• **Задания**:
1. Какой предмет Цыган взял со стола следователя, чтобы покончить с собой, согласно фрагменту текста?
2. Перескажите фрагмент текста в двух предложениях.

В какой-то момент Цыган понял, что больше вынести всего этого не сможет, и решил покончить с собой. С философской точки зрения, наверное, это выглядело странным, ибо для того, чтобы расстаться с жизнью, ему было достаточно сделать именно то, чего менты от него и добивались — подписать бумагу. Однако, когда я высказал это предположение, Цыган возмутился — он даже рефлекторно начал тереть левую сторону головы, по которой ему, видимо, слишком сильно били в КПЗ.
Цыган заявил, что ни за что не взял бы на себя такого гадкого преступления. Была и вторая причина: таким образом Цыган намеревался отомстить ментам. Суицид, конечно бы, списали, не заметив на теле и синяка. Однако ментам неизбежно пришлось бы давать объяснения начальству, так что с педагогической точки зрения, умирая, Цыган делал доброе дело — рисовал ментам черту, за которую заходить нельзя.
В любом случае план суицида был плохо продуман. Цыган сидел в камере, где не было даже крючка, чтобы удавиться. Никаких колющих-режущих предметов под рукой тоже не было. Тогда он стащил шариковую ручку со стола у следователя и решил как орудие самоубийства использовать ее.
Цыган забил эту ручку себе в глаз, рассчитывая пробить глазную кость и вогнать ручку в мозг. Мало того, что пробить кость он не смог, однако даже если бы ему это и удалось, то не факт, что эффект стал бы летальным. Позднее в Благовещенске я встречу человека, который выстрелил себе в висок из пистолета Макарова — и остался жив.
Ручка сломалась, не пробив глазную кость, но глаз Цыган себе все же убил — теперь по нему расползлось серое пятно вроде бельма, так что левым глазом Цыган ничего не видел.
Попытка суицида сыграла на руку только ментам — а заодно и убийце. Подержав еще две недели в КПЗ, чтобы сошли синяки, Цыгана отправили на психиатрическую экспертизу, которая, конечно же, признала его невменяемым.

• **Предоставленные данные**:

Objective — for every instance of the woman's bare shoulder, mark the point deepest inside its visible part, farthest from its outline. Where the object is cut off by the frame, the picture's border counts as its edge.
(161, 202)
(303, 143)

• **Ожидаемые ответы**:
1. Шариковую ручку.

2. Не желая брать на себя гадкое преступление и намереваясь отомстить ментам, Цыган решил покончить с собой и забил себе в глаз шариковую ручку, стащенную со стола следователя. Ручка сломалась, не пробив глазную кость, но левым глазом Цыган перестал видеть, а после двух недель в КПЗ его отправили на психиатрическую экспертизу, которая признала его невменяемым.